Rewrite all of the material below, swapping every "The outlines would be welcome here:" for "Put the outlines below:" and keeping everything else the same. Leave the pictures out.

- _DATA FOR THIS EXERCISE_

- - - - -

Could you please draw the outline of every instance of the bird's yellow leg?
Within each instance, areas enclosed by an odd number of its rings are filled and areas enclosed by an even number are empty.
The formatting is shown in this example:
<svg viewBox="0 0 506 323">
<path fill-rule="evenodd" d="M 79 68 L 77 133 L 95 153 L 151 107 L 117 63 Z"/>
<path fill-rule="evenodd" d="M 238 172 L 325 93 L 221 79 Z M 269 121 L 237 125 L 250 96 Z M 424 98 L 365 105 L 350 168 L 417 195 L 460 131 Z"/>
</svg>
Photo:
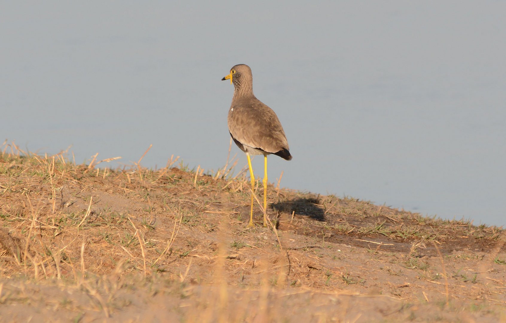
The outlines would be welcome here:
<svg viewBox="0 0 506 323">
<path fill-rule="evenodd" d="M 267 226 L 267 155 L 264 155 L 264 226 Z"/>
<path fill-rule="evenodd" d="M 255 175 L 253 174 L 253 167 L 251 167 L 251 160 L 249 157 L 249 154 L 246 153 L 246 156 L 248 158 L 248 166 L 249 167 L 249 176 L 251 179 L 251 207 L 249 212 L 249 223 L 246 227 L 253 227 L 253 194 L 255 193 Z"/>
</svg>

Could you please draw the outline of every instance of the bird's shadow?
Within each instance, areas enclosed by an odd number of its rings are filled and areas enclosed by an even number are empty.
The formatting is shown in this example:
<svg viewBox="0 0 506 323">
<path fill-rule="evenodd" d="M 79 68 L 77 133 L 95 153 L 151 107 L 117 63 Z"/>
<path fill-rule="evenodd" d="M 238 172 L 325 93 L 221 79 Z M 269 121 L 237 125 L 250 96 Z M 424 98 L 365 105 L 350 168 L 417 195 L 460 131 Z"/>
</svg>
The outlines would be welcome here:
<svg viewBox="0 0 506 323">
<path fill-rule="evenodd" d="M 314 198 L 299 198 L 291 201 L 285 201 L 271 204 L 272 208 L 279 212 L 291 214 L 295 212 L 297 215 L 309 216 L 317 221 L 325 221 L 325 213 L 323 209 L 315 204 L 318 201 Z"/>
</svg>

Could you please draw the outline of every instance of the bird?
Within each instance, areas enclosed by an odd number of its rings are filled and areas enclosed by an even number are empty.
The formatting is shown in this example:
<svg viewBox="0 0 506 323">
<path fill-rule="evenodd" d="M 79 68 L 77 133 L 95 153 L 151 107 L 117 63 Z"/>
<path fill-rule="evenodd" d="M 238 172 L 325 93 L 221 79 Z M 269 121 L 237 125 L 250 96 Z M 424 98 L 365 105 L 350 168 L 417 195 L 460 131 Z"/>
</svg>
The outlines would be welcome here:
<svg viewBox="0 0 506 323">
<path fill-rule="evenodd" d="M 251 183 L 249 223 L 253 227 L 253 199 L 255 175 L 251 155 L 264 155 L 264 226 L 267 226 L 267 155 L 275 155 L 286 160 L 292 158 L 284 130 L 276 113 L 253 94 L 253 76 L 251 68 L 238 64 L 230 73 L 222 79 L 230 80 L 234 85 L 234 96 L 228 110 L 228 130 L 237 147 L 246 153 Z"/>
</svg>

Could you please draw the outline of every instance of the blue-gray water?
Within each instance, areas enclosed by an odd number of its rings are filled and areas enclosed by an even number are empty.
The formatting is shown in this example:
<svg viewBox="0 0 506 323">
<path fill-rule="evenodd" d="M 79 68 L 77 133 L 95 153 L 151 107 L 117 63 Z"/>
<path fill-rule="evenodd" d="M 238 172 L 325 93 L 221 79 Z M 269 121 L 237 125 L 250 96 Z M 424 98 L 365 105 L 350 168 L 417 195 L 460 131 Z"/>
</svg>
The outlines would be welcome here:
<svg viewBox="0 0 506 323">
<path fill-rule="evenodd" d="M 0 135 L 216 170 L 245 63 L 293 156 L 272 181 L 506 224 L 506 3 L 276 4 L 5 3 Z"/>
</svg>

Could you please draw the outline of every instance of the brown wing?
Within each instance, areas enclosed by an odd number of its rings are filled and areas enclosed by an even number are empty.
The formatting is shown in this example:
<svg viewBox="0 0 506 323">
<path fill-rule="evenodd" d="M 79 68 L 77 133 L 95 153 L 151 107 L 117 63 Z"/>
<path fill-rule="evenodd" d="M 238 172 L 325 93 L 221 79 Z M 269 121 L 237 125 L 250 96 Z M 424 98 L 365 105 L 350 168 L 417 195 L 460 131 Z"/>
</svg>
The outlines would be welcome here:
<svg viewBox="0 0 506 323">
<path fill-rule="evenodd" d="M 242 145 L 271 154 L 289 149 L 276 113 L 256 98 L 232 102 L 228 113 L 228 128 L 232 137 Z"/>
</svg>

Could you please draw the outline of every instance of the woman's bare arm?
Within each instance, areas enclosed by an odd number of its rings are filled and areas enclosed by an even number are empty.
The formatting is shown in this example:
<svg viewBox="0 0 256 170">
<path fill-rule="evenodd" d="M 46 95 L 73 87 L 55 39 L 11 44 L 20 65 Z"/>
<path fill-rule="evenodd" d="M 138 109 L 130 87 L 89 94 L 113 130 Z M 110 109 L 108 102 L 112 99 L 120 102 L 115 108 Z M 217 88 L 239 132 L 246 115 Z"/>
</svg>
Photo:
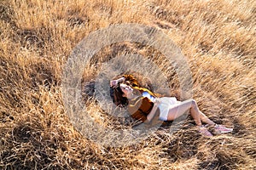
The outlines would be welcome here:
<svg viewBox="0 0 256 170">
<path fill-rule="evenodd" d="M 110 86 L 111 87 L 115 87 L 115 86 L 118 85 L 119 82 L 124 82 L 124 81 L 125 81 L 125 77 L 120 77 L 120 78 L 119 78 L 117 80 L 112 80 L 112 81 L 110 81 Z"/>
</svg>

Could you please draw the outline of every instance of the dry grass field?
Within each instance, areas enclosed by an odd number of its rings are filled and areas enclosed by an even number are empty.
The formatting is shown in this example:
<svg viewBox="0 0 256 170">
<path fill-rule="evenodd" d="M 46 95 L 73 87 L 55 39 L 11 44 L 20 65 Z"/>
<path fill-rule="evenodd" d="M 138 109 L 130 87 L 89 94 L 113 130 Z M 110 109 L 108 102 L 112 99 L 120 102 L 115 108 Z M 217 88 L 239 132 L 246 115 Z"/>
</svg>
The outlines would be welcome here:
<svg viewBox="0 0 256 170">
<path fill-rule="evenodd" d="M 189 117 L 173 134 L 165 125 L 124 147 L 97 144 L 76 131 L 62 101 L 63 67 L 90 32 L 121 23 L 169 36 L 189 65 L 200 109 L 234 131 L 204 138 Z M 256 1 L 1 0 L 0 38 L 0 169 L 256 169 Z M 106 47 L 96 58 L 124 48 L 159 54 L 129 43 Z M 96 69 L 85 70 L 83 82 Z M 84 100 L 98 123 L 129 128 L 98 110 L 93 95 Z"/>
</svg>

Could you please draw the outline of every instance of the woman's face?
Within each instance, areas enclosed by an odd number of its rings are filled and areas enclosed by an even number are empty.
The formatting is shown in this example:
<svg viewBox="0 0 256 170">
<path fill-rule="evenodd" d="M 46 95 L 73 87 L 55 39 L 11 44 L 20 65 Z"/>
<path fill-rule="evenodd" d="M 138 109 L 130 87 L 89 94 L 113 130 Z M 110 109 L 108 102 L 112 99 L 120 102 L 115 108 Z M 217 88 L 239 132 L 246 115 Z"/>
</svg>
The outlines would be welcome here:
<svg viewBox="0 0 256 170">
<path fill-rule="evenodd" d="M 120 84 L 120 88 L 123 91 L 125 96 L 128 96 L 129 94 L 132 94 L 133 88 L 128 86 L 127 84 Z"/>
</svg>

- - - - -

- _FULL ANSWER_
Could you please draw the outline of every instance of the bird's yellow leg?
Within each instance, areas enclosed by an odd number of its rings are filled and areas enclosed by an even number are empty.
The formatting is shown in this example:
<svg viewBox="0 0 506 323">
<path fill-rule="evenodd" d="M 79 68 L 77 133 L 95 153 L 151 107 L 117 63 Z"/>
<path fill-rule="evenodd" d="M 238 172 L 325 93 L 221 79 Z M 269 121 L 237 125 L 250 96 Z M 424 98 L 365 105 L 350 168 L 417 195 L 460 131 Z"/>
</svg>
Photo:
Put the outlines below:
<svg viewBox="0 0 506 323">
<path fill-rule="evenodd" d="M 267 226 L 267 155 L 264 155 L 264 226 Z"/>
<path fill-rule="evenodd" d="M 255 175 L 253 174 L 253 167 L 251 167 L 251 160 L 249 157 L 249 154 L 246 153 L 246 156 L 248 158 L 248 166 L 249 167 L 249 176 L 251 179 L 251 207 L 249 212 L 249 223 L 246 227 L 253 227 L 253 194 L 255 193 Z"/>
</svg>

Could you please draw the outline of every instance of the bird's shadow?
Within each instance, areas enclosed by an odd number of its rings are filled and areas enclosed by an even number are empty.
The formatting is shown in this example:
<svg viewBox="0 0 506 323">
<path fill-rule="evenodd" d="M 79 68 L 77 133 L 95 153 L 151 107 L 117 63 Z"/>
<path fill-rule="evenodd" d="M 238 172 L 325 93 L 221 79 Z M 269 121 L 237 125 L 250 96 Z M 424 98 L 365 105 L 350 168 L 417 195 L 460 131 Z"/>
</svg>
Put the outlines below:
<svg viewBox="0 0 506 323">
<path fill-rule="evenodd" d="M 314 198 L 299 198 L 291 201 L 285 201 L 271 204 L 272 208 L 279 212 L 291 214 L 295 212 L 297 215 L 309 216 L 317 221 L 325 221 L 325 213 L 323 209 L 315 204 L 318 201 Z"/>
</svg>

Could you please draw the outline of every instance of the bird?
Within each instance, areas enclosed by an odd number of its rings are filled and areas enclosed by an even number are empty.
The formatting is shown in this example:
<svg viewBox="0 0 506 323">
<path fill-rule="evenodd" d="M 79 68 L 77 133 L 95 153 L 151 107 L 117 63 Z"/>
<path fill-rule="evenodd" d="M 238 172 L 325 93 L 221 79 Z M 269 121 L 237 125 L 250 96 Z M 424 98 L 365 105 L 350 168 L 417 195 L 460 131 Z"/>
</svg>
Put the outlines below:
<svg viewBox="0 0 506 323">
<path fill-rule="evenodd" d="M 251 183 L 249 223 L 253 227 L 253 199 L 255 175 L 251 155 L 264 155 L 264 226 L 267 226 L 267 155 L 275 155 L 286 160 L 292 158 L 284 130 L 276 113 L 253 94 L 253 76 L 251 68 L 238 64 L 230 73 L 222 79 L 230 80 L 234 85 L 234 96 L 228 110 L 228 130 L 237 147 L 246 153 Z"/>
</svg>

Could you please draw the outline of every instance of the blue-gray water?
Within each instance, areas enclosed by an odd number of its rings are filled and areas enclosed by an even number are empty.
The formatting is shown in this example:
<svg viewBox="0 0 506 323">
<path fill-rule="evenodd" d="M 79 68 L 77 133 L 95 153 L 151 107 L 117 63 Z"/>
<path fill-rule="evenodd" d="M 238 172 L 325 93 L 221 79 Z M 269 121 L 237 125 L 250 96 Z M 424 98 L 365 105 L 350 168 L 417 195 L 460 131 Z"/>
</svg>
Put the outlines below:
<svg viewBox="0 0 506 323">
<path fill-rule="evenodd" d="M 0 135 L 216 170 L 245 63 L 293 156 L 272 181 L 506 224 L 506 3 L 276 4 L 5 3 Z"/>
</svg>

Could you please draw the outline of every instance of the brown wing?
Within each instance, areas enclosed by an odd number of its rings are filled and areas enclosed by an even number are empty.
The formatting is shown in this example:
<svg viewBox="0 0 506 323">
<path fill-rule="evenodd" d="M 79 68 L 77 133 L 95 153 L 151 107 L 117 63 Z"/>
<path fill-rule="evenodd" d="M 238 172 L 325 93 L 221 79 Z M 269 121 L 237 125 L 250 96 Z M 424 98 L 365 105 L 350 168 L 417 195 L 460 131 Z"/>
</svg>
Put the outlines below:
<svg viewBox="0 0 506 323">
<path fill-rule="evenodd" d="M 242 145 L 271 154 L 289 149 L 276 113 L 256 98 L 232 102 L 228 113 L 228 128 L 232 137 Z"/>
</svg>

Could you please draw the outline of every instance of the woman's bare arm?
Within each instance, areas enclosed by an odd number of its rings are filled and areas enclosed by an even number are empty.
The formatting is shown in this example:
<svg viewBox="0 0 256 170">
<path fill-rule="evenodd" d="M 46 95 L 73 87 L 55 39 L 11 44 L 20 65 Z"/>
<path fill-rule="evenodd" d="M 138 109 L 130 87 L 89 94 L 113 130 Z M 110 109 L 108 102 L 112 99 L 120 102 L 115 108 Z M 217 88 L 239 132 L 246 115 Z"/>
</svg>
Photo:
Put the outlines below:
<svg viewBox="0 0 256 170">
<path fill-rule="evenodd" d="M 110 86 L 111 87 L 115 87 L 115 86 L 118 85 L 119 82 L 124 82 L 124 81 L 125 81 L 125 77 L 120 77 L 120 78 L 119 78 L 117 80 L 112 80 L 112 81 L 110 81 Z"/>
</svg>

Could you please draw the outline of every instance of the dry grass field?
Within each instance, areas enclosed by an odd number of its rings are filled and areas enclosed by an even number are empty.
The formatting is shown in this example:
<svg viewBox="0 0 256 170">
<path fill-rule="evenodd" d="M 46 95 L 73 87 L 55 39 L 11 44 L 20 65 Z"/>
<path fill-rule="evenodd" d="M 138 109 L 130 87 L 89 94 L 113 130 Z M 110 109 L 108 102 L 112 99 L 120 102 L 115 108 Z M 217 88 L 239 132 L 246 115 Z"/>
</svg>
Put the outlines below:
<svg viewBox="0 0 256 170">
<path fill-rule="evenodd" d="M 189 117 L 173 134 L 165 125 L 124 147 L 97 144 L 76 131 L 62 101 L 63 67 L 90 32 L 121 23 L 169 36 L 189 65 L 200 109 L 234 131 L 204 138 Z M 256 1 L 1 0 L 0 38 L 0 169 L 256 169 Z M 106 47 L 96 58 L 124 48 L 159 54 L 129 43 Z M 96 69 L 85 70 L 83 82 Z M 84 100 L 98 123 L 129 128 L 98 110 L 93 95 Z"/>
</svg>

Could you please draw the outline of every instance of the woman's face?
Within each instance, areas enclosed by an odd number of its rings are filled and areas enclosed by an even number are empty.
The formatting is shown in this example:
<svg viewBox="0 0 256 170">
<path fill-rule="evenodd" d="M 46 95 L 73 87 L 55 39 L 11 44 L 20 65 Z"/>
<path fill-rule="evenodd" d="M 138 109 L 130 87 L 89 94 L 113 130 Z M 110 109 L 108 102 L 112 99 L 120 102 L 115 108 Z M 217 88 L 239 132 L 246 115 Z"/>
</svg>
Put the outlines below:
<svg viewBox="0 0 256 170">
<path fill-rule="evenodd" d="M 120 84 L 120 88 L 123 91 L 125 96 L 128 96 L 129 94 L 132 94 L 133 88 L 128 86 L 127 84 Z"/>
</svg>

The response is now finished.